Data shown

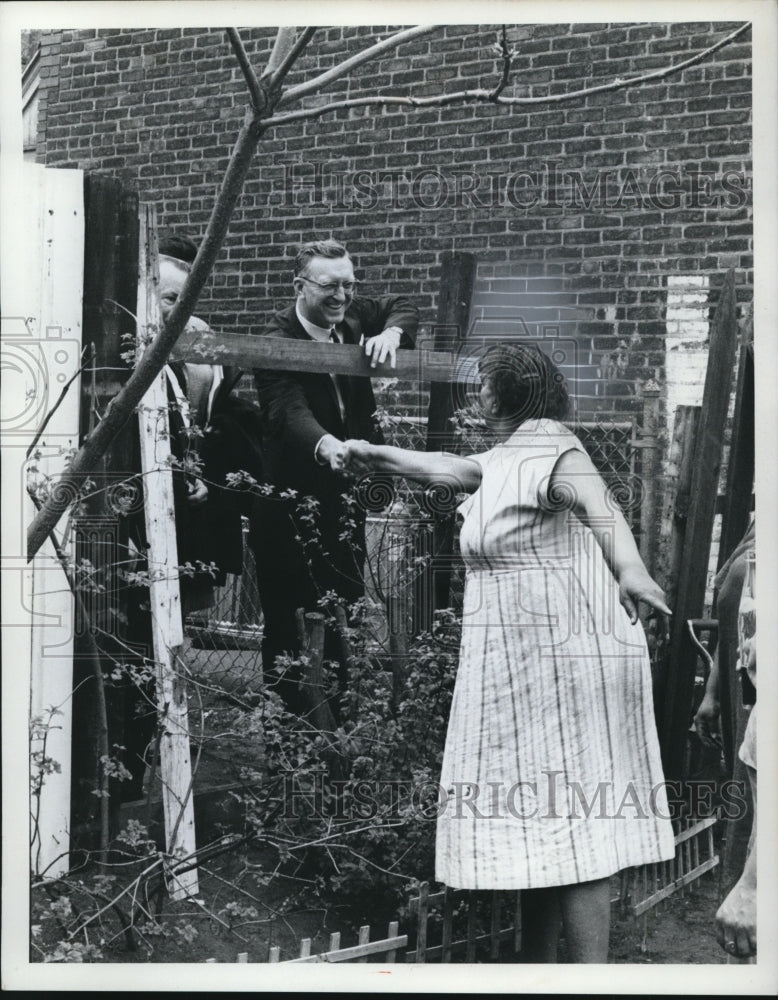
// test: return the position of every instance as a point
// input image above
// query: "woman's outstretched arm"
(575, 476)
(463, 475)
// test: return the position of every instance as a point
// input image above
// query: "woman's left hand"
(636, 585)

Directive
Repeat every line of the records above word for word, leaving out the pictures.

Result below
// test: return the position of every instance as a point
// input image above
// query: "woman's outstretched arm"
(575, 476)
(463, 475)
// test: return the position of every instance as a point
// input image above
// query: "woman's left hand"
(636, 585)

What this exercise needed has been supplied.